/---
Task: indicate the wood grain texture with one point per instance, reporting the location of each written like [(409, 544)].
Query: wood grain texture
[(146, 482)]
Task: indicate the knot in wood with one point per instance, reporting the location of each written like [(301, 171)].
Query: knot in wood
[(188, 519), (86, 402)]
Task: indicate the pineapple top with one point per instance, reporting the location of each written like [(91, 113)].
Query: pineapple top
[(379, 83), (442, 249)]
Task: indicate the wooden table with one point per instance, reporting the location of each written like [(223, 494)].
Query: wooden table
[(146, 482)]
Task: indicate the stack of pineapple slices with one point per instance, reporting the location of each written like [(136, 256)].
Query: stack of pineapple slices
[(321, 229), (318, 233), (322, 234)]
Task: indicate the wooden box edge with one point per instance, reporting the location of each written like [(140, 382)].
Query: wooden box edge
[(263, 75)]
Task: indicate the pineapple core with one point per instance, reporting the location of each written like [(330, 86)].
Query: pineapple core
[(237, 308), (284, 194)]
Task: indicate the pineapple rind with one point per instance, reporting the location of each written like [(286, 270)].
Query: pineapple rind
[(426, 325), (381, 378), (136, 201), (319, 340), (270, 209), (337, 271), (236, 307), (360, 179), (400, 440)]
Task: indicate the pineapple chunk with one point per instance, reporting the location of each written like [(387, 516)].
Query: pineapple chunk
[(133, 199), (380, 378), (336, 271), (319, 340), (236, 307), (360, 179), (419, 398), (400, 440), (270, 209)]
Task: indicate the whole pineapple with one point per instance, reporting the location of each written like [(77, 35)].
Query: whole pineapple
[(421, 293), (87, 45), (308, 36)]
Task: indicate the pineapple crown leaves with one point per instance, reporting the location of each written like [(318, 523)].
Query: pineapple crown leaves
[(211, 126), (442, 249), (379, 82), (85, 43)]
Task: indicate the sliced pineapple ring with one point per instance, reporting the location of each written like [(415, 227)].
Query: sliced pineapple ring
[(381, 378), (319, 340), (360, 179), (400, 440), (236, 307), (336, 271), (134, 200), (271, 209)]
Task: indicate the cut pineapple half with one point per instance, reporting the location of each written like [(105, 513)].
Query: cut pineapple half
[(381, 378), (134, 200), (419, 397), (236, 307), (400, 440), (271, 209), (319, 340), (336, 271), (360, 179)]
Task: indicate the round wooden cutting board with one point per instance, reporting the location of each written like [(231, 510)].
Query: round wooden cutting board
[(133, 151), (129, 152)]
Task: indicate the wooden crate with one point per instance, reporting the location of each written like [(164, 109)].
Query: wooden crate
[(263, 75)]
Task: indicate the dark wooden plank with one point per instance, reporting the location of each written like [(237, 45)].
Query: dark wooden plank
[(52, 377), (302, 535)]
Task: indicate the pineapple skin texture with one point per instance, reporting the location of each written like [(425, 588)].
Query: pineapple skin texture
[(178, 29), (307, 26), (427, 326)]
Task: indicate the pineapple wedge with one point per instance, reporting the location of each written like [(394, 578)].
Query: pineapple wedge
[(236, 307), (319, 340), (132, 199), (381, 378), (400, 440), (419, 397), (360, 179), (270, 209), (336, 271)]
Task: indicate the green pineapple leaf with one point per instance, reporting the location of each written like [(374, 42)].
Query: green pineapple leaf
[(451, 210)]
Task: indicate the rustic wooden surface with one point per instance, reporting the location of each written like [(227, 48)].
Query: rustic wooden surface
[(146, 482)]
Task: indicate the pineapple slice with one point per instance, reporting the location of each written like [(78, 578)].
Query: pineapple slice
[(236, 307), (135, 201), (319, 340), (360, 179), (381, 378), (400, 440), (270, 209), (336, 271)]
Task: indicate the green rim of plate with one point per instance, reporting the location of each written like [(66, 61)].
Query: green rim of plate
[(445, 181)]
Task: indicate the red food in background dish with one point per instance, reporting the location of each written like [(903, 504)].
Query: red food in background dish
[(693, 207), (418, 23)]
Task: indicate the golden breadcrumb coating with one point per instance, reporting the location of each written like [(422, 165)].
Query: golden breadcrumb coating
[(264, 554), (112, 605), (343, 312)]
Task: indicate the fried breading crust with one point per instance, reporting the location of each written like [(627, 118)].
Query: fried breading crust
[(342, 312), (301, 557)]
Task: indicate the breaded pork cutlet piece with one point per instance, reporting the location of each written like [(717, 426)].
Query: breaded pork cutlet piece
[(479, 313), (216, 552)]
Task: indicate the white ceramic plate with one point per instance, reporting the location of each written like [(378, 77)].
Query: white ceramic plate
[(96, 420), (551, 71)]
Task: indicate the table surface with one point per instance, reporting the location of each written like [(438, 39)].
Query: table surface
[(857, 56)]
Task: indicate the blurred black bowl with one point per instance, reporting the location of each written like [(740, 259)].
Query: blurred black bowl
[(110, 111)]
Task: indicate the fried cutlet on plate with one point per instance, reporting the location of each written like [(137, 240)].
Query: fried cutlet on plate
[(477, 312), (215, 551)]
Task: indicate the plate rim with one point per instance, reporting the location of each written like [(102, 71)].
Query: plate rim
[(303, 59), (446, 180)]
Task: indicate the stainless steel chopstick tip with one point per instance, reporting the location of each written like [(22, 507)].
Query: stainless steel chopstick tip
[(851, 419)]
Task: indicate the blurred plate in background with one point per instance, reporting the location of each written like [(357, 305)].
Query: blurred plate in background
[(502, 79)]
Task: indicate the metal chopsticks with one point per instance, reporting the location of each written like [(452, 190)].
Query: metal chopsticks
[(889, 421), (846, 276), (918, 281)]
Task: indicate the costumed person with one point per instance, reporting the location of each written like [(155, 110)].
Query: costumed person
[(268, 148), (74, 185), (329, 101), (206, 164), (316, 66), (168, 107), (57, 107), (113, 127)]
\---
> _EXERCISE INSTRUCTIONS_
Copy all of the data above verbatim, line for line.

> _TASK RESPONSE_
Task: indicate the wood grain texture with one point per instance, reporting the location of each written like [(409, 544)].
Query: wood grain texture
[(146, 482)]
Task: indicate the knot in wood with one point per instance, reporting the location of each written like [(301, 171)].
Query: knot in wood
[(188, 519), (86, 402)]
Task: indicate the pineapple top with one point per instance, reporting the location of each written like [(91, 113)].
Query: pineapple top
[(379, 83), (442, 249)]
Task: indicate the wooden table with one point per instance, reporting the location of each written like [(223, 494)].
Query: wooden table
[(146, 482)]
Task: indicate the stack of pineapple slices with one point per instance, reporting the location of each written like [(136, 256)].
Query: stack of pineapple slices
[(321, 229), (318, 233), (322, 234)]
Task: indicate the wooden box edge with one point per instance, reporting the location of each written like [(140, 382)].
Query: wooden box edge
[(263, 75)]
Task: indicate the pineapple core with one point per instance, reporting the location of each written like [(330, 86)].
Query: pineapple core
[(237, 308), (284, 194)]
Task: indicate the pineapple rind with one point per instance, reporting the location of each written like [(286, 270)].
Query: pineapple rind
[(426, 325), (381, 378), (136, 201), (319, 340), (270, 209), (337, 271), (236, 307), (360, 179), (400, 440)]
Task: indicate the pineapple chunk with one point per instance, reporting the location of each written like [(387, 516)].
Query: pineapple chunk
[(133, 199), (380, 378), (336, 271), (319, 340), (236, 307), (360, 179), (419, 398), (400, 440), (270, 209)]
Task: indicate the whole pineapple with one point per instance, reporting the location of each written like [(77, 35)].
Query: whole pineapple
[(421, 293), (87, 45), (308, 36)]
Task: indicate the pineapple crown leaves with one point per instance, reporting the location of each written like [(318, 523)].
Query: pineapple crown leaves
[(211, 126), (442, 249), (379, 82), (85, 43)]
Task: indicate the sliced pineapple ring with one point per instance, reporting the location of each written like [(415, 227)].
Query: sliced pineapple ring
[(381, 378), (319, 340), (360, 179), (400, 440), (236, 307), (336, 271), (134, 200), (271, 209)]
Task: indicate the cut pineapple half with one point per instance, reporting the location of each written like [(105, 513)].
Query: cut pineapple half
[(381, 378), (134, 200), (419, 397), (236, 307), (400, 440), (271, 209), (319, 340), (336, 271), (360, 179)]
Task: indicate the round wooden cutting board with one point per instance, reporting the location of each written like [(231, 510)].
Query: round wooden cutting board
[(133, 151), (129, 152)]
Task: indicate the wooden crate with one point per instance, reporting the location of each written like [(164, 109)].
Query: wooden crate
[(263, 75)]
Task: indicate the dark wooden plank with one point per instance, reporting the location of each written like [(237, 45)].
Query: dark wooden plank
[(52, 377), (302, 535)]
Task: indicate the pineapple skin texture with one point per instance, reporting the location of each written like [(425, 588)].
Query: pineapple skin texture
[(178, 29), (307, 26), (427, 326)]
Task: indicate the pineapple wedge with one point per instance, reporting the location of each written like [(394, 578)].
Query: pineapple wedge
[(236, 307), (319, 340), (132, 199), (381, 378), (400, 440), (419, 397), (360, 179), (270, 209), (336, 271)]
Task: indicate the green pineapple leaf with one point per instance, reporting the location of each written like [(374, 42)].
Query: green pineapple leaf
[(451, 210)]
Task: indicate the rustic wooden surface with one point per instance, reporting the location of each written like [(227, 48)].
Query: rustic wooden surface
[(146, 482)]
Task: indicate the pineapple slice with one point per instance, reporting the location of each written like [(78, 578)].
Query: pineapple slice
[(236, 307), (135, 201), (319, 340), (360, 179), (381, 378), (400, 440), (270, 209), (336, 271)]
Task: indicate the green rim of plate with one point per instance, reporting the location of each written like [(66, 61)].
Query: green rim of plate
[(445, 181)]
Task: indicate the red food in background dish with one point per instance, reporting the location of each written like [(903, 504)].
Query: red food in background dish
[(693, 207), (418, 23)]
Task: indicate the golden breadcrumb coating with one point per instance, reporting the location of each written like [(422, 165)].
Query: golden breadcrumb coating
[(264, 554), (112, 605), (343, 312)]
Task: indicate the fried breading crust with one point per instance, reporting the location of each written like [(627, 118)].
Query: fried breading crust
[(342, 312), (301, 557)]
Task: indicate the breaded pork cutlet piece with one point per instance, reporting the location of each written like [(717, 426)].
Query: breaded pork cutlet piece
[(479, 313), (216, 552)]
Task: indicate the white ceramic plate with one point per instance, reporting the location of each written like [(378, 77)].
Query: white ceramic plate
[(96, 420), (551, 71)]
Task: indicate the table surface with one point per instance, reporting the location of each written like [(438, 39)].
Query: table surface
[(857, 56)]
Task: indicate the blurred black bowl with one point per instance, reporting the location of each written like [(740, 259)].
Query: blurred black bowl
[(110, 111)]
Task: indicate the fried cutlet on plate with one point per instance, reporting the location of each written like [(137, 240)].
Query: fried cutlet on plate
[(477, 312), (215, 551)]
Task: indicate the plate rim with one point per instance, reporting the location of each written like [(102, 71)].
Query: plate rim
[(303, 59), (446, 180)]
Task: indicate the stainless steel chopstick tip with one point per instance, reporting the location of each written like [(22, 507)].
Query: stainless steel chopstick tip
[(851, 419)]
Task: indicate the blurred plate in background with one point per instance, reporting the location of each written like [(357, 305)].
Query: blurred plate in background
[(502, 79)]
Task: indicate the metal chopsticks with one point per instance, reporting the location of each written like [(452, 190)].
Query: metal chopsticks
[(889, 421), (846, 276), (918, 281)]
Task: indicate the costumed person with one point per instance, reporting the location of each written like [(155, 110)].
Query: costumed person
[(268, 148), (74, 185), (329, 101), (206, 164), (316, 66), (168, 107), (57, 107), (113, 127)]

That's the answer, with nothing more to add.